▼▼▼
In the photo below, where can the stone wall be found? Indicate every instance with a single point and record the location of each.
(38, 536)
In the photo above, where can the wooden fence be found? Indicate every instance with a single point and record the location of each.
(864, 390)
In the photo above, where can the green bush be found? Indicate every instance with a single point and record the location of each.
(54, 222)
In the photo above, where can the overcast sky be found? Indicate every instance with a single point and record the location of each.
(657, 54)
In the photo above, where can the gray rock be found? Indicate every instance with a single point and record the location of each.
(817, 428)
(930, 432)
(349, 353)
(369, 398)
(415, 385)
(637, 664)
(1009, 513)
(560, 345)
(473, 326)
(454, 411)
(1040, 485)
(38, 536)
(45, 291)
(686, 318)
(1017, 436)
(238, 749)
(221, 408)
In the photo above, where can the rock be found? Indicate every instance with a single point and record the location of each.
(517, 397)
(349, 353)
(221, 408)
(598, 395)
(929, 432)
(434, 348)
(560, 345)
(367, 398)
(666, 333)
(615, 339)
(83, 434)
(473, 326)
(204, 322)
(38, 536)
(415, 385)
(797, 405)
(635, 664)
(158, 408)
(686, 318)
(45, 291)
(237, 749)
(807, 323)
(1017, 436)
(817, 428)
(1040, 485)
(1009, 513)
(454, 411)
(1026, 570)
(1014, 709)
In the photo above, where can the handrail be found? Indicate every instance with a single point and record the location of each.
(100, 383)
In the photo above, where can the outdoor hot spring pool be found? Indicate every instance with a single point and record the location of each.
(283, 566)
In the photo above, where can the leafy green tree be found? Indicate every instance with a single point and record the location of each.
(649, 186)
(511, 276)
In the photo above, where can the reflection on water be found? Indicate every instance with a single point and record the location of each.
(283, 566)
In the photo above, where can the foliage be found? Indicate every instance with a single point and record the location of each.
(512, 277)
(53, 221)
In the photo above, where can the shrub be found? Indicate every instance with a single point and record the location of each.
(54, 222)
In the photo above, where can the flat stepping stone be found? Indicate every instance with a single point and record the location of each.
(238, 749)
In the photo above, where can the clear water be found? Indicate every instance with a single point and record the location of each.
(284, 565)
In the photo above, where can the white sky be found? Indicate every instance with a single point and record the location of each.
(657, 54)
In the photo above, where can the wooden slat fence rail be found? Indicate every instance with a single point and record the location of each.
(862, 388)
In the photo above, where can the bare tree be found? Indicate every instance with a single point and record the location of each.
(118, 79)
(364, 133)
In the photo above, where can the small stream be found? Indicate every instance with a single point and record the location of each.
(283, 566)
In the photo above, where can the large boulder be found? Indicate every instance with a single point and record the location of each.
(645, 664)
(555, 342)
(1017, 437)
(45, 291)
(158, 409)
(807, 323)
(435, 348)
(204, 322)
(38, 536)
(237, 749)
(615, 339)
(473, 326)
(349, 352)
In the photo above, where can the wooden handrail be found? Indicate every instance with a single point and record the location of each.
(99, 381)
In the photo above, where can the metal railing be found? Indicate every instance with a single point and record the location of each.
▲▲▲
Retype every entry above, word for word.

_TASK ANSWER_
In the photo below, where can the stone wall be found? Indicate every instance with a single point and record the location of each.
(38, 536)
In the photo above, where can the wooden fence be found? Indicate every instance with a single point and record the location of each.
(864, 390)
In the photo above, where can the green bush be found? Indicate every instance with a single point and record the location of each.
(54, 222)
In the photo above, where can the overcast sky be found? Indicate every instance with a single point and record the location of each.
(657, 54)
In the photo above, where can the gray rock be found? Indicate every instance with a single point and record the location of each.
(817, 428)
(930, 432)
(349, 353)
(369, 398)
(415, 385)
(637, 664)
(1009, 513)
(560, 345)
(473, 326)
(454, 411)
(1040, 485)
(38, 536)
(45, 291)
(686, 318)
(1017, 436)
(238, 749)
(221, 408)
In the photo above, where can the rock be found? Indicate every instance with a single point and record the location of each.
(517, 397)
(349, 353)
(221, 408)
(598, 395)
(929, 432)
(434, 348)
(560, 345)
(367, 398)
(666, 333)
(615, 339)
(83, 434)
(473, 326)
(204, 322)
(38, 536)
(415, 385)
(797, 405)
(635, 664)
(158, 408)
(686, 318)
(45, 291)
(237, 749)
(807, 323)
(1017, 436)
(817, 428)
(1040, 485)
(1009, 513)
(454, 411)
(1026, 570)
(1014, 709)
In the photo above, where can the handrail be found? Indicate every instance with a single point and record the location of each.
(100, 383)
In the photo above, where can the outdoor hot spring pool be found? Indicate every instance with a single point and record the location of each.
(283, 566)
In the photo above, where can the leafy green tree be found? Indicate every instance with a single point and record the location of each.
(649, 186)
(511, 276)
In the photo above, where can the reflection on water be found? Indicate every instance with a single point and record the location of each.
(283, 566)
In the photo above, where can the foliage be found? Indicate every instance with a single point and record the location of each.
(512, 277)
(53, 221)
In the photo above, where can the shrub be found? Indicate every instance with a single point and record the location of each.
(54, 222)
In the photo above, where can the flat stepping stone be found? Indicate every instance with a single point and record the location of each.
(238, 749)
In the photo above, where can the clear water be found? Indicate every instance with a single point and record the location of each.
(284, 565)
In the photo above, where can the white sky be found? Indicate every instance with a single point and record the location of each.
(657, 54)
In the photo above, where can the wooden slat fence rail be found? Indicate every instance with a single point and record the location of each.
(862, 388)
In the photo above, where can the bare tree be found? Indicate every instance with a single point and record the location of each.
(118, 79)
(364, 133)
In the photo above, where can the small stream be found? Indicate every instance with a single point and record the location of each.
(283, 566)
In the photo above, where can the large boulder be found? Indicate every instance with a single point and record the location of each.
(645, 664)
(555, 342)
(1017, 437)
(45, 291)
(158, 409)
(807, 323)
(435, 348)
(204, 322)
(38, 536)
(237, 749)
(615, 339)
(473, 326)
(349, 352)
In the photo above, where can the wooden handrail be found? Indicate every instance with a single point and record the location of each.
(99, 381)
In the photo above, where can the metal railing be found? Indicate every instance with a single point and record the location of each.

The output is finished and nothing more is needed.